SOURCE EXTRACT —
Lance Stroll’s arrival in Formula 1 at the start of the 2017 was a far from smooth one despite a significant private testing program being undertaken in the months leading up to his grand prix debut.

Even with older hand Felipe Massa at Williams, Stroll looked uneasy behind the wheel of the FW40 car through the opening run of races as he failed to reach the checkered flag in any of his first three starts.

The Canadian was left deflated after his first decent effort in Bahrain was cut short after a clash with Carlos Sainz Jr., calling it his “rock bottom” moment – but things would turn around on home soil.

Stroll produced a stunning fight through the field to take an excellent P9 in Canada, proving his talent seen in Formula 3 the previous year and shushing many of his critics.

Better would follow two weeks later in Baku when Stroll became the youngest rookie in F1 history to score a podium, dodging a crazy race to finish third. It would have been second had he not lost a drag race against Valtteri Bottas to the line.

TASK DETAILS —
Carry the account of Lance Stroll's 2017 rookie season forward, starting right after its final sentence.

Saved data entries
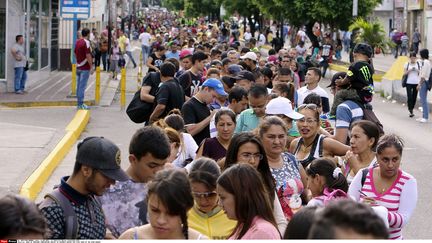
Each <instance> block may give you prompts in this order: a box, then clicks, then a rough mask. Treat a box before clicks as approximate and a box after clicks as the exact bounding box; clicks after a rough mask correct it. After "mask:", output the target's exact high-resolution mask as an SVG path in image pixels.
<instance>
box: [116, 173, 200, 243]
mask: <svg viewBox="0 0 432 243" xmlns="http://www.w3.org/2000/svg"><path fill="white" fill-rule="evenodd" d="M147 205H148V206H147V212H148V218H149V222H150V223H149V224H146V225H143V226H139V227H134V228H131V229H128V230H127V231H126V232H124V233H123V234H122V235H121V236H120V237H119V239H194V240H196V239H206V237H205V236H203V235H202V234H200V233H199V232H197V231H195V230H193V229H191V228H189V227H188V221H187V212H188V211H189V210H190V209H191V208H192V206H193V205H194V200H193V197H192V191H191V186H190V184H189V180H188V178H187V175H186V174H185V173H184V172H182V171H180V170H172V169H171V170H163V171H160V172H158V173H157V174H156V176H155V178H154V179H153V180H152V181H151V182H150V184H149V186H148V197H147Z"/></svg>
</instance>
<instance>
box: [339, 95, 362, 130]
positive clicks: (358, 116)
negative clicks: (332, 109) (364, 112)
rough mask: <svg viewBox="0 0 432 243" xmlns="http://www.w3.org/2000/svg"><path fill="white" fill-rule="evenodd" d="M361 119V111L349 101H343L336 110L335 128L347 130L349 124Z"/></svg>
mask: <svg viewBox="0 0 432 243" xmlns="http://www.w3.org/2000/svg"><path fill="white" fill-rule="evenodd" d="M361 119H363V109H362V108H361V107H360V106H359V105H357V104H356V103H355V102H353V101H351V100H347V101H344V102H343V103H342V104H340V105H338V107H337V109H336V128H349V127H350V125H351V123H353V122H355V121H358V120H361Z"/></svg>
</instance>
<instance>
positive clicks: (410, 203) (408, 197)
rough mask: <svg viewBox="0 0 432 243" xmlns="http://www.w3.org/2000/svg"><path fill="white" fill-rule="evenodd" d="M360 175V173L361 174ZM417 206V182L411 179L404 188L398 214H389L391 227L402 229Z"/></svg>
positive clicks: (402, 192) (415, 179)
mask: <svg viewBox="0 0 432 243" xmlns="http://www.w3.org/2000/svg"><path fill="white" fill-rule="evenodd" d="M359 174H360V173H359ZM416 204H417V180H416V179H414V178H411V179H409V180H408V181H407V182H405V184H404V185H403V187H402V192H401V195H400V201H399V209H398V211H397V212H388V221H389V226H390V227H394V228H402V227H404V226H405V225H406V224H407V223H408V220H409V219H410V217H411V215H412V213H413V212H414V209H415V207H416Z"/></svg>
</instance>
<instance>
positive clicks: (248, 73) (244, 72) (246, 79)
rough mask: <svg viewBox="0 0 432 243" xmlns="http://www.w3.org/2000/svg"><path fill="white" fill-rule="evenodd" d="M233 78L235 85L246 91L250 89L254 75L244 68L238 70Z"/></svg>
mask: <svg viewBox="0 0 432 243" xmlns="http://www.w3.org/2000/svg"><path fill="white" fill-rule="evenodd" d="M234 79H235V80H236V82H235V84H236V86H239V87H243V88H244V89H245V90H247V91H249V90H250V88H251V86H252V83H255V76H254V75H253V74H252V73H251V72H249V71H246V70H243V71H240V72H239V73H238V74H237V75H236V76H235V77H234Z"/></svg>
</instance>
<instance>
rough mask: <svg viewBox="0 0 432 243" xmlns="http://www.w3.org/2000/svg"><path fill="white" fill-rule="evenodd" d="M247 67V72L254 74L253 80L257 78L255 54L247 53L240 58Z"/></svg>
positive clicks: (256, 68) (255, 54)
mask: <svg viewBox="0 0 432 243" xmlns="http://www.w3.org/2000/svg"><path fill="white" fill-rule="evenodd" d="M240 59H242V60H243V61H244V62H245V63H246V64H247V65H248V67H249V70H251V72H252V73H253V74H254V76H255V79H256V78H257V77H258V72H259V68H258V67H257V61H258V56H257V55H256V54H255V52H252V51H250V52H247V53H246V54H244V55H243V56H241V57H240Z"/></svg>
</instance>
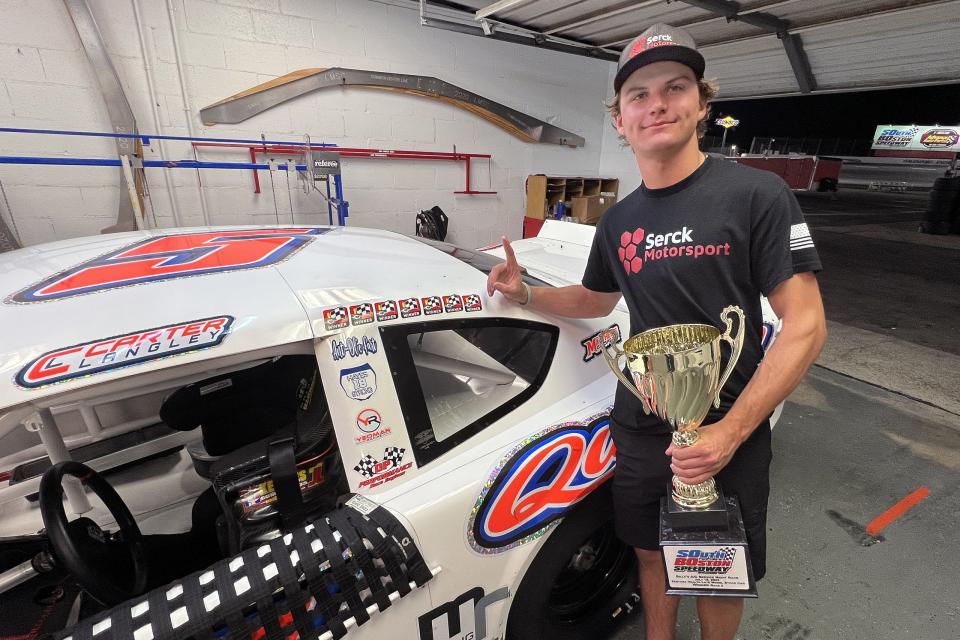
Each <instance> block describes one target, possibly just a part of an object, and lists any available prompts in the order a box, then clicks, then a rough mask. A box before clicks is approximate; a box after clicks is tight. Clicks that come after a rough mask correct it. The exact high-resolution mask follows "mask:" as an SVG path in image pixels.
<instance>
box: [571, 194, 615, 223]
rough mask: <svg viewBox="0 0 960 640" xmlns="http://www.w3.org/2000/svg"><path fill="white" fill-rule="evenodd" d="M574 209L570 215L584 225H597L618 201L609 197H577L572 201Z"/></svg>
mask: <svg viewBox="0 0 960 640" xmlns="http://www.w3.org/2000/svg"><path fill="white" fill-rule="evenodd" d="M571 201H572V203H573V209H572V211H571V213H570V215H572V216H573V217H574V218H576V219H577V220H579V221H580V222H582V223H584V224H596V223H597V220H599V219H600V216H602V215H603V212H604V211H606V210H607V209H609V208H610V207H611V206H613V204H614V203H615V202H616V201H617V199H616V198H611V197H608V196H575V197H574V198H572V199H571Z"/></svg>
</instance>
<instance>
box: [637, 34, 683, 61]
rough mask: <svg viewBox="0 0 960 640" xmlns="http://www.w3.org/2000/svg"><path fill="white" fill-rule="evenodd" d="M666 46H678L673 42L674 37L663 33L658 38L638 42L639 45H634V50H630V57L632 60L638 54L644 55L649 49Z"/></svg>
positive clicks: (656, 37) (641, 40)
mask: <svg viewBox="0 0 960 640" xmlns="http://www.w3.org/2000/svg"><path fill="white" fill-rule="evenodd" d="M666 44H676V43H675V42H674V41H673V36H671V35H669V34H666V33H662V34H660V35H658V36H648V37H646V38H641V39H640V40H637V44H635V45H633V49H631V50H630V57H631V58H632V57H633V56H635V55H637V54H638V53H643V52H644V51H646V50H647V49H652V48H653V47H662V46H663V45H666Z"/></svg>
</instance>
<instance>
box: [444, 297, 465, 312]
mask: <svg viewBox="0 0 960 640" xmlns="http://www.w3.org/2000/svg"><path fill="white" fill-rule="evenodd" d="M443 310H444V311H446V312H447V313H456V312H457V311H463V300H462V299H461V298H460V296H443Z"/></svg>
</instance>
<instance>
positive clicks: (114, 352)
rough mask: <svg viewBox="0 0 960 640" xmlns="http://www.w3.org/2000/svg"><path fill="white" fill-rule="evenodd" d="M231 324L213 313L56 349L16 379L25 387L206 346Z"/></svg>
mask: <svg viewBox="0 0 960 640" xmlns="http://www.w3.org/2000/svg"><path fill="white" fill-rule="evenodd" d="M231 324H233V316H215V317H212V318H203V319H201V320H191V321H189V322H181V323H178V324H168V325H164V326H162V327H154V328H152V329H145V330H143V331H136V332H134V333H126V334H121V335H118V336H112V337H109V338H99V339H97V340H92V341H90V342H85V343H82V344H77V345H73V346H71V347H64V348H62V349H55V350H53V351H48V352H47V353H45V354H43V355H42V356H40V357H39V358H37V359H35V360H33V361H31V362H30V363H29V364H28V365H27V366H25V367H24V368H23V369H21V370H20V372H19V373H17V375H16V382H17V384H18V385H20V386H21V387H26V388H36V387H42V386H46V385H48V384H53V383H55V382H63V381H65V380H71V379H73V378H79V377H82V376H88V375H92V374H96V373H103V372H105V371H111V370H113V369H119V368H120V367H129V366H133V365H137V364H142V363H144V362H149V361H151V360H156V359H158V358H165V357H168V356H173V355H178V354H181V353H187V352H190V351H197V350H199V349H208V348H210V347H215V346H217V345H219V344H220V343H221V342H223V339H224V338H225V337H226V335H227V334H228V333H229V331H230V325H231Z"/></svg>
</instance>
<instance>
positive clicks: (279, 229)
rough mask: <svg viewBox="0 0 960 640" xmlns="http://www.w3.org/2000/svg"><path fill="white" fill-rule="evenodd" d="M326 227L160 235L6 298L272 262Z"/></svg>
mask: <svg viewBox="0 0 960 640" xmlns="http://www.w3.org/2000/svg"><path fill="white" fill-rule="evenodd" d="M327 231H329V229H324V228H319V227H302V228H290V229H244V230H241V231H207V232H203V233H185V234H171V235H161V236H157V237H154V238H149V239H147V240H142V241H140V242H137V243H134V244H132V245H129V246H126V247H123V248H121V249H118V250H116V251H112V252H110V253H108V254H106V255H103V256H100V257H99V258H94V259H93V260H88V261H86V262H84V263H81V264H78V265H76V266H74V267H71V268H69V269H67V270H66V271H63V272H61V273H58V274H57V275H55V276H53V277H50V278H47V279H45V280H42V281H41V282H38V283H37V284H34V285H31V286H29V287H27V288H26V289H23V290H22V291H18V292H17V293H15V294H13V295H12V296H10V297H9V298H7V300H6V302H7V303H23V302H43V301H45V300H59V299H61V298H69V297H71V296H77V295H81V294H85V293H94V292H97V291H105V290H109V289H116V288H118V287H126V286H130V285H134V284H143V283H147V282H159V281H163V280H171V279H173V278H185V277H188V276H199V275H206V274H210V273H221V272H224V271H237V270H241V269H256V268H258V267H265V266H268V265H272V264H276V263H278V262H280V261H281V260H285V259H286V258H289V257H290V256H291V255H293V254H294V253H296V252H297V251H299V250H300V249H302V248H303V247H304V246H305V245H306V244H307V243H309V242H310V241H312V240H313V239H314V238H315V237H316V236H317V235H320V234H322V233H326V232H327Z"/></svg>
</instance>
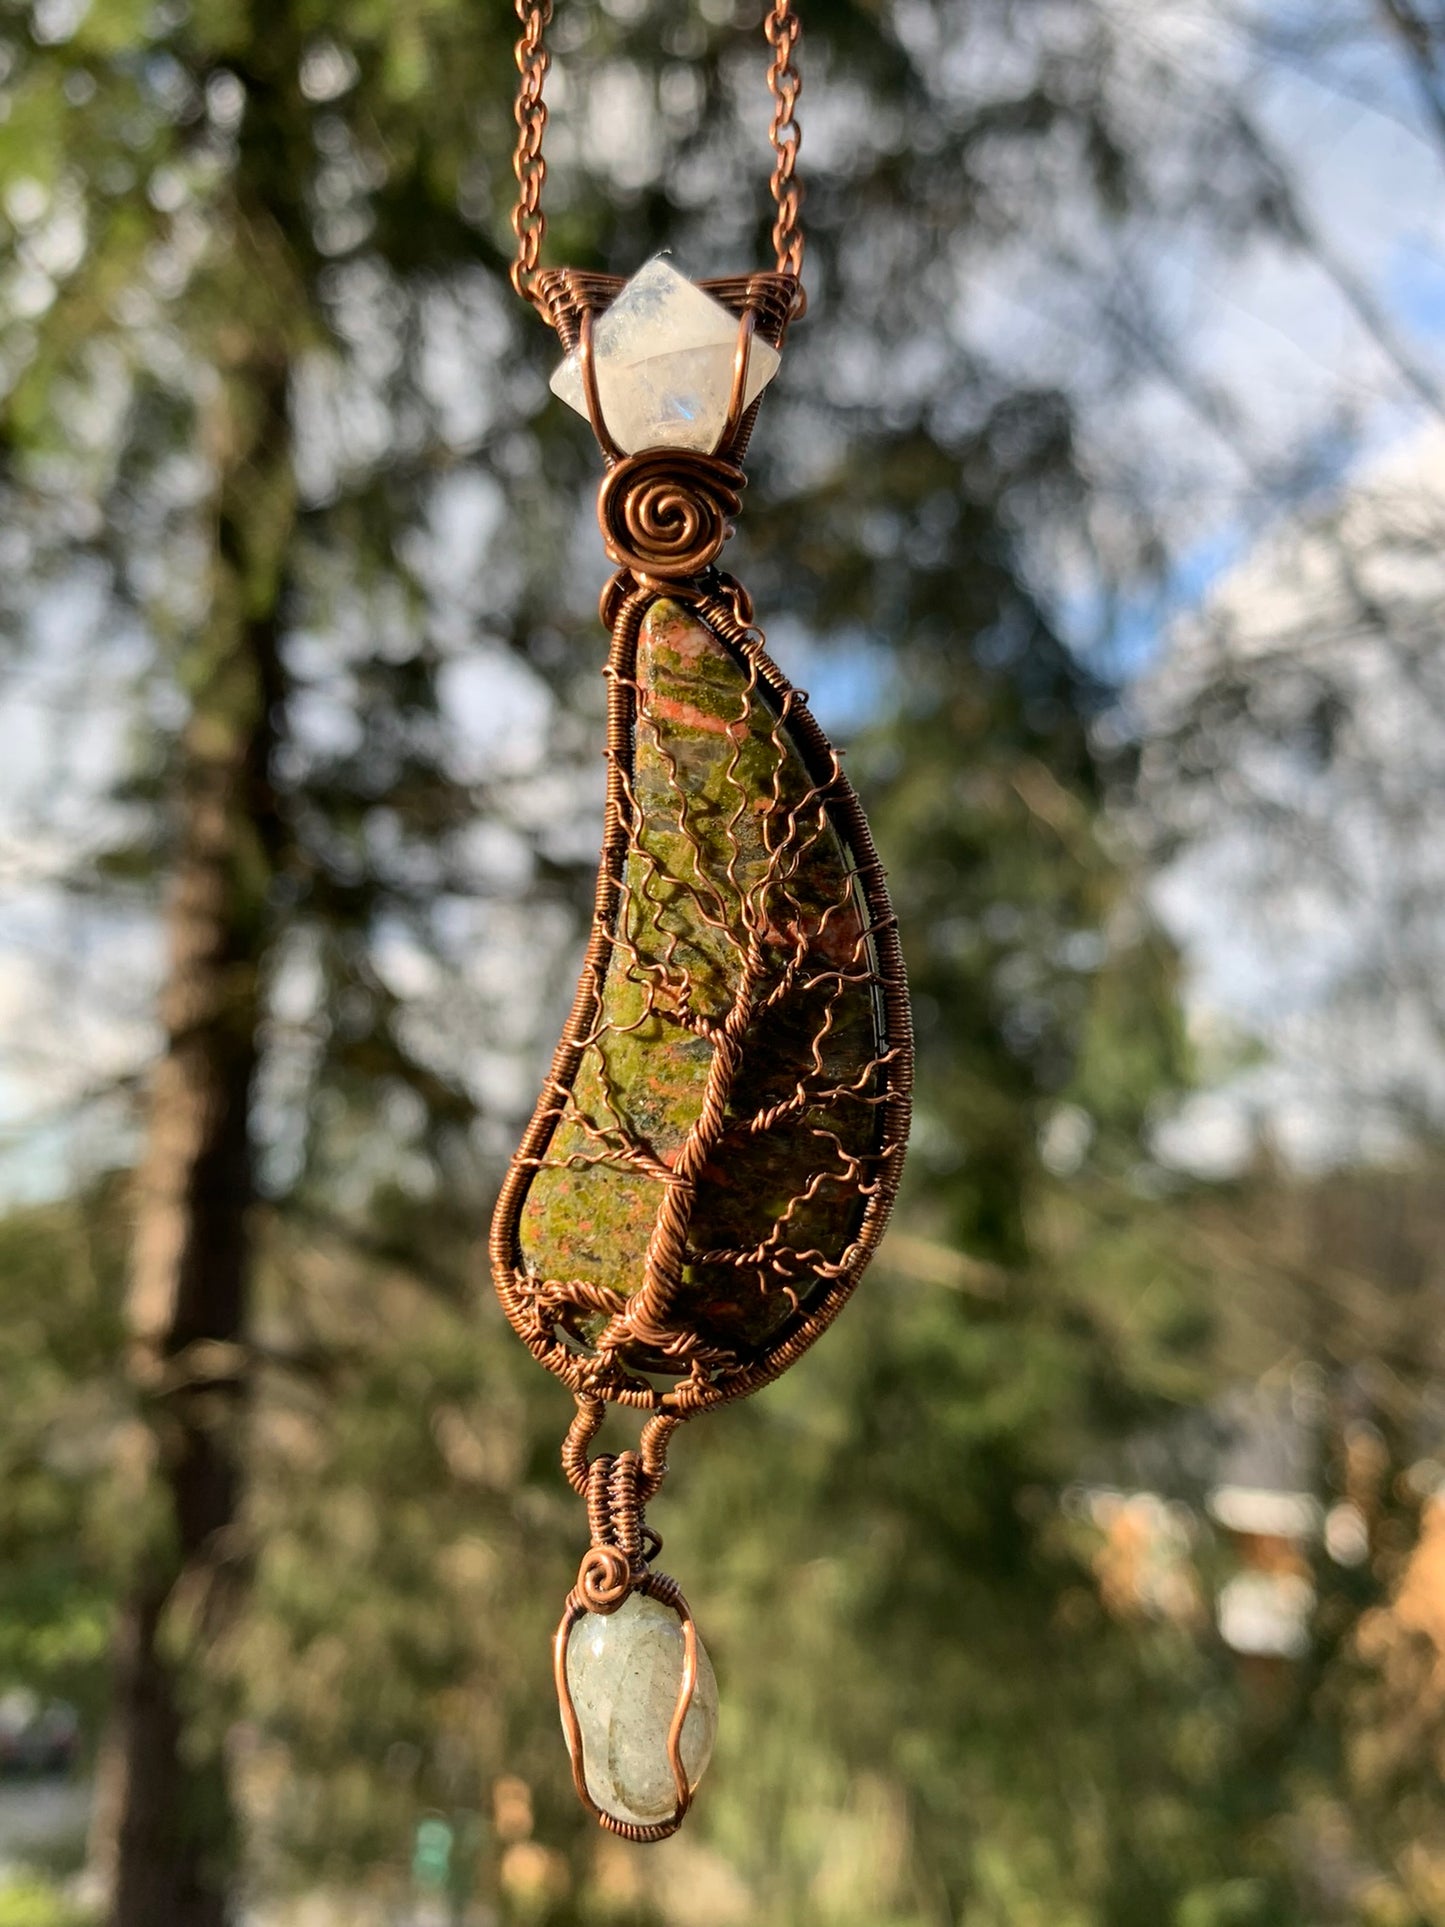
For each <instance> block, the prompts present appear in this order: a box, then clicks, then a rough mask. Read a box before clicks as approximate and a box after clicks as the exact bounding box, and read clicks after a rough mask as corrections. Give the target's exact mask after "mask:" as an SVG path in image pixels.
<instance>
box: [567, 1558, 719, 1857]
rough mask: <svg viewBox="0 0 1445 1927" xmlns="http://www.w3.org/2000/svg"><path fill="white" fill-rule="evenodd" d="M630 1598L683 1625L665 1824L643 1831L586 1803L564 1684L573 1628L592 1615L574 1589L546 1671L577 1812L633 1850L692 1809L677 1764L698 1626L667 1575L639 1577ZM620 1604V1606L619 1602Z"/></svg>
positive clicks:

THE ANSWER —
Stroll’s form then fluctuated greatly. He was sublime on occasion, the best examples being Monza, when he started a remarkable P2 on the grid and ended as the top midfielder in P7, or Mexico where he took a brilliant sixth.

But there were too many weekends he was a little anonymous. Sure, Williams didn’t have the best car this year, but perhaps a little better was expected from Stroll.

2018 will be an even bigger challenge as he looks to the lead the team when a new teammate arrives – and at only 19, it is a lot to handle. Nevertheless, there are positive signs to be found; you just need to look for them a little.

Season High: Taking a shock podium in Baku after dodging chaos in front.

Season Low: A poor opening two races in Australia and China.